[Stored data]
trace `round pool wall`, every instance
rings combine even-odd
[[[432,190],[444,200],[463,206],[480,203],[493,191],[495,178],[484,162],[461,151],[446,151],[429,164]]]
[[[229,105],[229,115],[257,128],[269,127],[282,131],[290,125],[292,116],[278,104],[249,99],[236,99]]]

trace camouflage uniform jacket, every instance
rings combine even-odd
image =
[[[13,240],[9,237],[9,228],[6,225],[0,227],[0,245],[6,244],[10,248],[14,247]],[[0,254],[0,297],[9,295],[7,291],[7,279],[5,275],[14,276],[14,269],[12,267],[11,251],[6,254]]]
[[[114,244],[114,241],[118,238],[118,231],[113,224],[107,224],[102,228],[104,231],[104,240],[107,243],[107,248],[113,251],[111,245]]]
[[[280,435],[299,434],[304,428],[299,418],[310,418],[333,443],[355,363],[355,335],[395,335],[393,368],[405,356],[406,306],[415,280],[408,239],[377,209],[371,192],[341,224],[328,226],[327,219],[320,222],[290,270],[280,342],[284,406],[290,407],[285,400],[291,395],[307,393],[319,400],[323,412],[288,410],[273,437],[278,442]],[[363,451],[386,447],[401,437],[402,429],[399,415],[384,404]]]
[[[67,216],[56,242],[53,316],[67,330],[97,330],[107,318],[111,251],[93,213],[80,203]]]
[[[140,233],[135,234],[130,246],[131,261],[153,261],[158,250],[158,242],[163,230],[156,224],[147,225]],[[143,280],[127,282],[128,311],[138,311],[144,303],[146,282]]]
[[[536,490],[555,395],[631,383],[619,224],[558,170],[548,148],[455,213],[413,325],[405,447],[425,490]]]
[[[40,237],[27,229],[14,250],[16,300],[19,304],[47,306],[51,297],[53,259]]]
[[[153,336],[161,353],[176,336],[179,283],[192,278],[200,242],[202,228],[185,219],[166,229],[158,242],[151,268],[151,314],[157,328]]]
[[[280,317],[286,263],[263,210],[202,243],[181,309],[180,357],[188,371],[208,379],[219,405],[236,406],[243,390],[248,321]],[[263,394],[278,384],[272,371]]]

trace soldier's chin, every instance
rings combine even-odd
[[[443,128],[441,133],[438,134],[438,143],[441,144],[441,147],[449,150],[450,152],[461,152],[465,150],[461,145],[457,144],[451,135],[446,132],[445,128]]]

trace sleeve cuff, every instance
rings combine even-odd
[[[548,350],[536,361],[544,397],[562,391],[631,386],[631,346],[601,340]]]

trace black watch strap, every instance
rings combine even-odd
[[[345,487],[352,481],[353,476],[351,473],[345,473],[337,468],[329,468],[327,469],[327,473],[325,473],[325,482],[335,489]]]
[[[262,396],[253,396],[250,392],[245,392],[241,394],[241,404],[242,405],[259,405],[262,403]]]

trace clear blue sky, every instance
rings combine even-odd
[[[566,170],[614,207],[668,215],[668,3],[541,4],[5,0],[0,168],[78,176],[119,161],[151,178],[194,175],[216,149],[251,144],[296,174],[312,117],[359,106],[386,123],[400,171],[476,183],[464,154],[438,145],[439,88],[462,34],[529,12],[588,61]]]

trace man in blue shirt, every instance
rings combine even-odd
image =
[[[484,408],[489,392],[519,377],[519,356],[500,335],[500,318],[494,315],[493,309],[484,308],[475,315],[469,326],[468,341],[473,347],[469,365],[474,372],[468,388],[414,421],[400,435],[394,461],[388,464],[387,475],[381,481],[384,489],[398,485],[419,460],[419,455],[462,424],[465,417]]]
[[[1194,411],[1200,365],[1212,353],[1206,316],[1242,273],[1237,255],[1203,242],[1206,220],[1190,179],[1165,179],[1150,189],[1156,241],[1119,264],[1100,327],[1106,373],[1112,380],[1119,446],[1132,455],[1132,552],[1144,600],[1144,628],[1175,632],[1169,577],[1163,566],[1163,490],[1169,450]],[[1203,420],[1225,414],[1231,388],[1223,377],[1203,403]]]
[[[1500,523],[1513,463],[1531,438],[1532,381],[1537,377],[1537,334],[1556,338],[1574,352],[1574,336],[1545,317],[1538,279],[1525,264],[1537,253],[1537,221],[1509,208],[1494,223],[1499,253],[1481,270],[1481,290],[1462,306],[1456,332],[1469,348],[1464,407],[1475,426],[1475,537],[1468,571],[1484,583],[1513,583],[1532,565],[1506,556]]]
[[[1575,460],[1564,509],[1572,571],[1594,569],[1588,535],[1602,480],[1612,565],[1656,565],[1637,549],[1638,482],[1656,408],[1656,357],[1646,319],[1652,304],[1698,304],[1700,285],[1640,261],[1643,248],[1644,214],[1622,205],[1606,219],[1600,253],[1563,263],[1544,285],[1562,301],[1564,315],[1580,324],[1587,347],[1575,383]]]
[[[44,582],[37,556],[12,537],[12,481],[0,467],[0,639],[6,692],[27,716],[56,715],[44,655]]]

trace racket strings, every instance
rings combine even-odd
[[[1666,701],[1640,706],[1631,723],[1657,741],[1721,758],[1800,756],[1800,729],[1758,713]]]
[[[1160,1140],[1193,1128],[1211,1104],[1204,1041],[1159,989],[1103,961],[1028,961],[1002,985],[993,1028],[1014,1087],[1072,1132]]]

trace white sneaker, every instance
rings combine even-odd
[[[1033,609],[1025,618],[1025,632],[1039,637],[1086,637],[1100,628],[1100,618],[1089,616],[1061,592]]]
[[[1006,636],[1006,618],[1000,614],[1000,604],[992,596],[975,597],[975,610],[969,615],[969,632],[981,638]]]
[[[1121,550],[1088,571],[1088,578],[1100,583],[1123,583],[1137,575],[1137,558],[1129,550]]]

What needs to be done: The answer is the data above, retyped exactly in full.

Expected answer:
trace `round pool wall`, every instance
rings combine even-odd
[[[432,190],[444,200],[463,206],[480,203],[493,191],[495,178],[484,162],[461,151],[446,151],[429,164]]]
[[[229,105],[229,115],[257,128],[269,127],[282,131],[290,125],[292,116],[278,104],[249,99],[236,99]]]

trace camouflage uniform jacket, every instance
rings combine even-odd
image =
[[[13,240],[9,237],[9,228],[6,225],[0,227],[0,245],[6,244],[10,248],[14,247]],[[0,254],[0,297],[9,295],[7,291],[7,279],[5,275],[14,276],[14,269],[12,267],[11,251],[6,254]]]
[[[114,244],[114,241],[118,238],[118,231],[113,224],[107,224],[102,228],[104,231],[104,240],[107,243],[107,248],[113,251],[111,245]]]
[[[280,435],[299,434],[304,428],[299,418],[310,418],[333,443],[355,363],[355,335],[395,335],[393,368],[405,356],[406,306],[415,280],[408,239],[377,209],[371,192],[341,224],[328,226],[327,219],[320,222],[290,270],[280,342],[284,406],[290,407],[285,400],[291,395],[307,393],[319,400],[323,412],[288,410],[273,437],[278,442]],[[363,451],[386,447],[401,437],[402,429],[399,415],[384,404]]]
[[[67,216],[56,242],[53,316],[67,330],[97,330],[107,318],[111,251],[93,213],[80,203]]]
[[[140,233],[135,234],[130,246],[131,261],[153,261],[158,250],[158,242],[163,230],[156,224],[147,225]],[[143,280],[127,282],[128,311],[138,311],[144,303],[146,282]]]
[[[536,490],[555,395],[631,383],[619,224],[558,170],[548,148],[455,213],[413,325],[405,447],[425,490]]]
[[[40,237],[27,229],[14,250],[16,300],[19,304],[47,306],[51,297],[53,259]]]
[[[153,336],[161,353],[176,336],[179,283],[192,278],[200,242],[202,228],[185,219],[166,229],[158,242],[151,268],[151,314],[157,328]]]
[[[280,317],[286,263],[263,210],[202,243],[181,309],[180,357],[188,371],[208,379],[219,405],[236,406],[243,390],[248,321]],[[263,394],[278,384],[272,371]]]

trace soldier's chin, every instance
rings combine even-odd
[[[443,128],[441,133],[438,134],[438,143],[441,144],[441,147],[449,150],[450,152],[461,152],[465,150],[461,145],[457,144],[451,135],[446,132],[445,128]]]

trace sleeve cuff, every instance
rings combine even-odd
[[[548,350],[536,361],[544,397],[562,391],[631,386],[631,346],[601,340]]]

trace black watch strap, every instance
rings combine even-odd
[[[345,487],[352,481],[353,476],[351,473],[345,473],[337,468],[329,468],[327,469],[327,473],[325,473],[325,482],[335,489]]]
[[[262,396],[253,396],[250,392],[245,392],[241,394],[241,404],[242,405],[259,405],[262,403]]]

trace clear blue sky, every instance
rings combine even-odd
[[[566,170],[614,207],[668,215],[668,3],[541,4],[5,0],[0,168],[78,176],[119,161],[151,178],[194,175],[216,149],[251,144],[296,174],[312,117],[359,106],[386,123],[400,171],[476,183],[464,154],[438,145],[439,88],[462,34],[529,12],[588,61]]]

trace man in blue shirt, every instance
rings combine even-odd
image =
[[[484,408],[489,392],[519,377],[519,356],[500,335],[500,318],[494,315],[493,309],[484,308],[475,315],[469,326],[468,341],[473,347],[469,365],[474,372],[468,388],[414,421],[400,435],[394,461],[388,464],[387,475],[381,481],[384,489],[398,485],[419,460],[419,455],[462,424],[465,417]]]
[[[1194,411],[1200,365],[1212,353],[1206,316],[1242,273],[1237,255],[1203,242],[1206,220],[1190,179],[1165,179],[1150,189],[1156,241],[1119,264],[1100,327],[1106,373],[1112,380],[1119,446],[1132,455],[1132,552],[1144,600],[1144,628],[1175,632],[1169,577],[1163,566],[1163,490],[1169,450]],[[1203,420],[1225,414],[1231,388],[1223,377],[1203,403]]]
[[[1500,523],[1513,463],[1531,438],[1532,381],[1537,377],[1537,334],[1556,338],[1574,352],[1574,336],[1545,317],[1538,279],[1525,264],[1537,253],[1537,221],[1509,208],[1494,223],[1499,253],[1481,270],[1481,290],[1462,306],[1456,332],[1469,348],[1464,407],[1475,426],[1475,537],[1468,571],[1484,583],[1513,583],[1532,565],[1506,556]]]
[[[1575,460],[1564,509],[1572,571],[1594,569],[1588,535],[1602,480],[1612,565],[1656,565],[1637,549],[1638,482],[1656,408],[1656,357],[1646,319],[1652,304],[1698,304],[1700,285],[1640,261],[1643,248],[1644,214],[1622,205],[1606,219],[1600,253],[1563,263],[1544,285],[1562,301],[1564,315],[1580,324],[1587,347],[1575,383]]]
[[[44,582],[37,556],[12,537],[12,481],[0,467],[0,639],[6,692],[27,716],[56,715],[44,655]]]

trace racket strings, every instance
rings combine even-odd
[[[1666,701],[1640,706],[1631,723],[1657,741],[1721,758],[1800,756],[1800,729],[1758,713]]]
[[[1160,1140],[1193,1128],[1211,1104],[1204,1041],[1159,989],[1103,961],[1028,961],[1002,985],[993,1028],[1014,1087],[1072,1132]]]

trace white sneaker, every instance
rings combine even-odd
[[[1033,609],[1025,618],[1025,632],[1039,637],[1086,637],[1100,628],[1100,618],[1089,616],[1061,592]]]
[[[1006,636],[1006,618],[1000,614],[1000,604],[992,596],[975,597],[975,610],[969,615],[969,632],[981,638]]]
[[[1121,550],[1088,571],[1088,578],[1100,583],[1123,583],[1137,575],[1137,558],[1129,550]]]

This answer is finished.